GIVEN TASK A
Reproduce the forum post below word for word and in full.

GIVEN PASSAGE
►

I've said it before and I'll say it again. The worst stories are the ones where any semblance of "plot" is merely an excuse for a kink to happen. These stories have zero conflict and cardboard unicorn characters that always take the shortest line from tab A to slot B (or should I say slot B makes a beeline for tab A). As far as I'm concerned, they are a complete waste of my time. They are also the majority of stories on lit.
 
Just checked them out on YouTube. That's too funny... you're right, can't imagine someone couldn't tell.
Hey! I remember actually taking one of those outside of a local grocery store! My friends, who were egging me on, would have never let me forget it if I failed the Challenge.

I'm dating myself with that admission.

I'm afraid the two of us would be on opposite sides of that possibly insurmountable divide.

Coke vs. Pepsi... the forbidden desires of two young people who would be forever at odds with each other's deepest wants and desires.

Amusingly enough, I dropped a bit of CvP in the second chapter of my ongoing piece.

She was a Coke Girl.

He was a Pepsi Boy who admitted to a desire for the taste of Coke after discovering that McDonalds does some sort of voodoo on their syrup that makes their Coke tolerable!

◄

THE DATA
►

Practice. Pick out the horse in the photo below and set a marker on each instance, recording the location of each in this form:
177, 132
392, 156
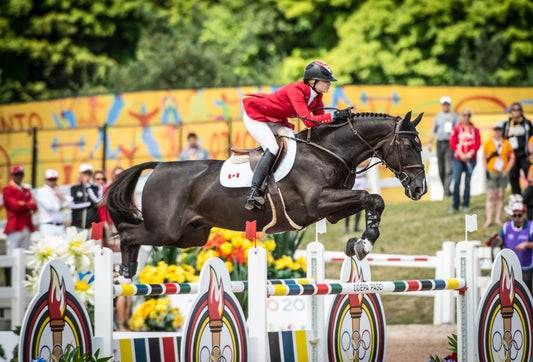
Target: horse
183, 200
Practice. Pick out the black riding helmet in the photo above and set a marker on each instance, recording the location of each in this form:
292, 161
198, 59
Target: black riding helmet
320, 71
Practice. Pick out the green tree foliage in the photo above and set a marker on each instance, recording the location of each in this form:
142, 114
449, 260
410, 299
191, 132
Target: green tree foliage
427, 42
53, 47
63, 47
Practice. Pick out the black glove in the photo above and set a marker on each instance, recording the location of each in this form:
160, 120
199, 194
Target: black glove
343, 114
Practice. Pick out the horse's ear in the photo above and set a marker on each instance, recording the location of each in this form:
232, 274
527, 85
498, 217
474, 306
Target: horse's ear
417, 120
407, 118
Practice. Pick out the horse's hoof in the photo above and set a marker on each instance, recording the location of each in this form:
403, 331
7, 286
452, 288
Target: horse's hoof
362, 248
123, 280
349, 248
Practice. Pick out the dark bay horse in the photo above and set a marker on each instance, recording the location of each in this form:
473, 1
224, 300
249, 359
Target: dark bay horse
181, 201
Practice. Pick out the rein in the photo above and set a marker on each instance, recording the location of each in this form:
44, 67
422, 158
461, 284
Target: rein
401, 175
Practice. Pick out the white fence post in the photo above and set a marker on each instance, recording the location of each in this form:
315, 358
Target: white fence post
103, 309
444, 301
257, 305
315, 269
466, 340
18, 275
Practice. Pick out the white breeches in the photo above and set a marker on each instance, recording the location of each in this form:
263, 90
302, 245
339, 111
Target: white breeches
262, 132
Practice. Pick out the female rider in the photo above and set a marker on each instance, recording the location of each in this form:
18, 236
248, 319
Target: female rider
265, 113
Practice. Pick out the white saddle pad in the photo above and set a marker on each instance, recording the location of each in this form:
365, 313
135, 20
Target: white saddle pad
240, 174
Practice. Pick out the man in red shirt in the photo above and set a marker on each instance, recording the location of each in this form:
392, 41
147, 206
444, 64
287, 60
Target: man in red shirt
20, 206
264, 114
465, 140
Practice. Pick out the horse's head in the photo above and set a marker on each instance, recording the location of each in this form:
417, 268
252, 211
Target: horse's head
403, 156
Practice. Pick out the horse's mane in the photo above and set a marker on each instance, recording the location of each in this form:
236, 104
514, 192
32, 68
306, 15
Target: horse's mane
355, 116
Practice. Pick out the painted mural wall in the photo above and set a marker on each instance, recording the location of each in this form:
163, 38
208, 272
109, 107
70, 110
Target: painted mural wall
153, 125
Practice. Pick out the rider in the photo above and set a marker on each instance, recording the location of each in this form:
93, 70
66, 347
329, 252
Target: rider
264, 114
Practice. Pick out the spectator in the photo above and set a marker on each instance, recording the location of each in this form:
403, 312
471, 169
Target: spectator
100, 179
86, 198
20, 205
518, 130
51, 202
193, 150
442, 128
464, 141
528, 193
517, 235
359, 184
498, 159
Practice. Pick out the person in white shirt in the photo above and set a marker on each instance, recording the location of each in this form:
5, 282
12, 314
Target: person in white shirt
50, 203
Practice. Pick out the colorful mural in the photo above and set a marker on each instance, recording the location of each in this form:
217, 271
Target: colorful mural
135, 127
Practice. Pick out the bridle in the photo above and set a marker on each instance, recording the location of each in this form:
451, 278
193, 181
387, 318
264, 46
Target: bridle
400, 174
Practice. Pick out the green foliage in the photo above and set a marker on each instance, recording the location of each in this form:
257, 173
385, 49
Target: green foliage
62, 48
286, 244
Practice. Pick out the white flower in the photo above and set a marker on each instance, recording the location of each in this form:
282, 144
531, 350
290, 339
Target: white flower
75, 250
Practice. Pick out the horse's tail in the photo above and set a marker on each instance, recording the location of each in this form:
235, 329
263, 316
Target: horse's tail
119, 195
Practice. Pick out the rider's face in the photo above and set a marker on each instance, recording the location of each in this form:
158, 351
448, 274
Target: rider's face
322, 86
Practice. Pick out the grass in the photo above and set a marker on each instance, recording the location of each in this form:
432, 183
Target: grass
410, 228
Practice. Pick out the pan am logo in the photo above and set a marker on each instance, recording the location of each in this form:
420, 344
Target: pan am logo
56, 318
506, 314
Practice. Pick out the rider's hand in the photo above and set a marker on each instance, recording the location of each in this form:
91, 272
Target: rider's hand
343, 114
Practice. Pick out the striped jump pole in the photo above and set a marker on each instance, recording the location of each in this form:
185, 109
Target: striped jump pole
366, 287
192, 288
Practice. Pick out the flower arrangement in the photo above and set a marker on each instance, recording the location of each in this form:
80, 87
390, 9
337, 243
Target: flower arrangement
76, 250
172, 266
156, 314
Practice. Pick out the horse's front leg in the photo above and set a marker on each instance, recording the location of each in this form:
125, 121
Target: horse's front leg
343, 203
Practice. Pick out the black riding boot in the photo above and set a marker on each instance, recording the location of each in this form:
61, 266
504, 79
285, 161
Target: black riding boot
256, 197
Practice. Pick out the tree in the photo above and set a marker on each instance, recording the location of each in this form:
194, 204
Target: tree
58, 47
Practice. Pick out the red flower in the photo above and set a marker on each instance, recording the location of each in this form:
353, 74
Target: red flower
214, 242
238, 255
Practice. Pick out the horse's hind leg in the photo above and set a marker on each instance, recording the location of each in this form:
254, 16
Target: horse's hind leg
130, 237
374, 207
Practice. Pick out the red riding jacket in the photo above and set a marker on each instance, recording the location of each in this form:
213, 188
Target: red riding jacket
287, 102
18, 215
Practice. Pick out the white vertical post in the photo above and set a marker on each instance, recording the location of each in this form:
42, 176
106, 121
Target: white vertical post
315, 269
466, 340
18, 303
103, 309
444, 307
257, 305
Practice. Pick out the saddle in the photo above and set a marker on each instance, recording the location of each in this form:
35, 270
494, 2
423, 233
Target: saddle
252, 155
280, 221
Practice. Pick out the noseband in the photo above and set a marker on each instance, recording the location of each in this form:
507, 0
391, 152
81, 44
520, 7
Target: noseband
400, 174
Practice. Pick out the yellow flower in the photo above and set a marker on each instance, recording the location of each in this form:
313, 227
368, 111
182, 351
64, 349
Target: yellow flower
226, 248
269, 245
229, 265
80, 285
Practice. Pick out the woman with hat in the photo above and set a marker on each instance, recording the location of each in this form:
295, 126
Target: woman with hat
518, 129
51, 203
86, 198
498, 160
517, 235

◄
►

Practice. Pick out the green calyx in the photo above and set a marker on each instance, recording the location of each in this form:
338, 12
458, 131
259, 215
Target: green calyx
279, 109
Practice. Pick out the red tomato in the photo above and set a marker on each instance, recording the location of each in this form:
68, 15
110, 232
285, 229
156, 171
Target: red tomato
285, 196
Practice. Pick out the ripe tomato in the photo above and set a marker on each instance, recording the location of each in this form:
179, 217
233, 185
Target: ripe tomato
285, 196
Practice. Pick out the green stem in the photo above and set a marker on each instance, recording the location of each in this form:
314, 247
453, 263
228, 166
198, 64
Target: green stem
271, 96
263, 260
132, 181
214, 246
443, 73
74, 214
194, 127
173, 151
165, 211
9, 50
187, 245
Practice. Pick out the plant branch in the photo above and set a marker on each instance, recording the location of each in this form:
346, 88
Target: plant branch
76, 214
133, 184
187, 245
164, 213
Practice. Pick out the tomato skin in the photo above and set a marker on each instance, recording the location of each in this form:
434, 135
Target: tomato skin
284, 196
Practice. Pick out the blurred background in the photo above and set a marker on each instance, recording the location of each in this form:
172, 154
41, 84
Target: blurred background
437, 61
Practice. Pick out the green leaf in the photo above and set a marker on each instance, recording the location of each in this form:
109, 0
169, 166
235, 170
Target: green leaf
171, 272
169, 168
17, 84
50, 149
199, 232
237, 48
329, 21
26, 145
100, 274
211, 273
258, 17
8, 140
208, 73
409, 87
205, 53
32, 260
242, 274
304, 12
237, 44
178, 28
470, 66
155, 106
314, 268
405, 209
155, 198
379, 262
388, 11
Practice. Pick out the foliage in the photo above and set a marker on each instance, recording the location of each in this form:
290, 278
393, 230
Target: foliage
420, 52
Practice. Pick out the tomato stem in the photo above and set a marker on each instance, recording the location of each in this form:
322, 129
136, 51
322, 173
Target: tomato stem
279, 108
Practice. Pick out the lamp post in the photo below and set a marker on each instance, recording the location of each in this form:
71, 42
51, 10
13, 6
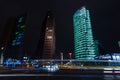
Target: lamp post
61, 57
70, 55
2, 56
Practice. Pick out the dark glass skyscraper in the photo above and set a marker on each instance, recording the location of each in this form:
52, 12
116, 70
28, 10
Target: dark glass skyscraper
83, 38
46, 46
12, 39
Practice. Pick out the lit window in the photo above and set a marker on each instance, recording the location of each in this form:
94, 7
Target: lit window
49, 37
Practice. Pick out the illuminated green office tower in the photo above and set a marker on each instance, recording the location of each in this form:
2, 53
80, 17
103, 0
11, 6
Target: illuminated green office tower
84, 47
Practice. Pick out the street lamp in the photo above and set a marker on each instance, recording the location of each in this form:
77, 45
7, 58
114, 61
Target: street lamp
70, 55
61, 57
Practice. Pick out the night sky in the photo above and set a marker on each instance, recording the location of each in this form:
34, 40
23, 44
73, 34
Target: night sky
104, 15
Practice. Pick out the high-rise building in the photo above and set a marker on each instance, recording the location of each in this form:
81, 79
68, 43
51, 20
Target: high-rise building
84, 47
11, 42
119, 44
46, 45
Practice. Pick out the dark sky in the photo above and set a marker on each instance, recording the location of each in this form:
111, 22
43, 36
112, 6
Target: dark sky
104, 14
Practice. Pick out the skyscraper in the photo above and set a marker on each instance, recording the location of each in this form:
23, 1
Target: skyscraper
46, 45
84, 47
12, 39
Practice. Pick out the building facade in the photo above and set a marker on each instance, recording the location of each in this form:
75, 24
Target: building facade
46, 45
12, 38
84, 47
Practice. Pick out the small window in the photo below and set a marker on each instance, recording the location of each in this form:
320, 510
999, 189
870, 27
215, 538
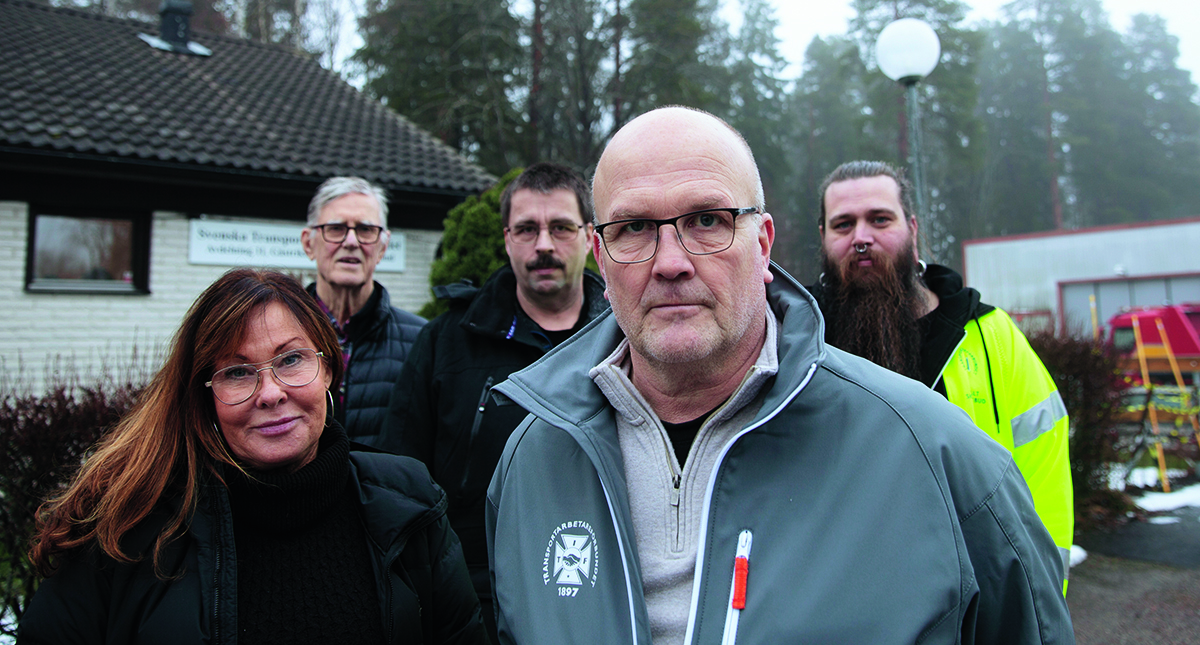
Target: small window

◄
►

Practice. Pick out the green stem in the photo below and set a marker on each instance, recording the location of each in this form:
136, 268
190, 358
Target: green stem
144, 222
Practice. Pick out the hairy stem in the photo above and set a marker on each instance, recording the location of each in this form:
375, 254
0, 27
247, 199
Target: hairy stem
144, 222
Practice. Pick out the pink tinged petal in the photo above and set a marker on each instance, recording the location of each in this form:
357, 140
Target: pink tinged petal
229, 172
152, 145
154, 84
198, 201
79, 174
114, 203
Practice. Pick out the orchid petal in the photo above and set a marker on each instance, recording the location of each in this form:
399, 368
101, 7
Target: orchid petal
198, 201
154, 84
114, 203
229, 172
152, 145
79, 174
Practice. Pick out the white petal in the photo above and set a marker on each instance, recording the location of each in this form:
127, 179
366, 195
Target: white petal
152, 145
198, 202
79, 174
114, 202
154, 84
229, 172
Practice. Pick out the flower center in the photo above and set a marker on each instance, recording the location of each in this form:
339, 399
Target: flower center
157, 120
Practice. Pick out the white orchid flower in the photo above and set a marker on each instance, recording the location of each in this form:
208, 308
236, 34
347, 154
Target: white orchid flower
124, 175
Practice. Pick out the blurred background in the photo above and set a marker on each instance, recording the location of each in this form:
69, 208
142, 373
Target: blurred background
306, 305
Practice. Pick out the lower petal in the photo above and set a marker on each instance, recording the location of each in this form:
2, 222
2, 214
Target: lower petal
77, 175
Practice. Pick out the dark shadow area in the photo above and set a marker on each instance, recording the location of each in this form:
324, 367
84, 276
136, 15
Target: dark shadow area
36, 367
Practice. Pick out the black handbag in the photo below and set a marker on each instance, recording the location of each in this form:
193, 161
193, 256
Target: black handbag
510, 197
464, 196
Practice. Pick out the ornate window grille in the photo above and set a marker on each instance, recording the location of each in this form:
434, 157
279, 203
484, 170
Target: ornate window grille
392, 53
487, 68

◄

GIVEN TASK B
Report each line in the entries above that contains the string "boot". Matches are case-sensitive.

COMPLETE OUTPUT A
I've said it before and I'll say it again. The worst stories are the ones where any semblance of "plot" is merely an excuse for a kink to happen. These stories have zero conflict and cardboard unicorn characters that always take the shortest line from tab A to slot B (or should I say slot B makes a beeline for tab A). As far as I'm concerned, they are a complete waste of my time. They are also the majority of stories on lit.
 
Just checked them out on YouTube. That's too funny... you're right, can't imagine someone couldn't tell.
Hey! I remember actually taking one of those outside of a local grocery store! My friends, who were egging me on, would have never let me forget it if I failed the Challenge.

I'm dating myself with that admission.

I'm afraid the two of us would be on opposite sides of that possibly insurmountable divide.

Coke vs. Pepsi... the forbidden desires of two young people who would be forever at odds with each other's deepest wants and desires.

Amusingly enough, I dropped a bit of CvP in the second chapter of my ongoing piece.

She was a Coke Girl.

He was a Pepsi Boy who admitted to a desire for the taste of Coke after discovering that McDonalds does some sort of voodoo on their syrup that makes their Coke tolerable!

COMPLETE OUTPUT B
Practice. Pick out the black riding boot in the photo above and set a marker on each instance, recording the location of each in this form:
Target: black riding boot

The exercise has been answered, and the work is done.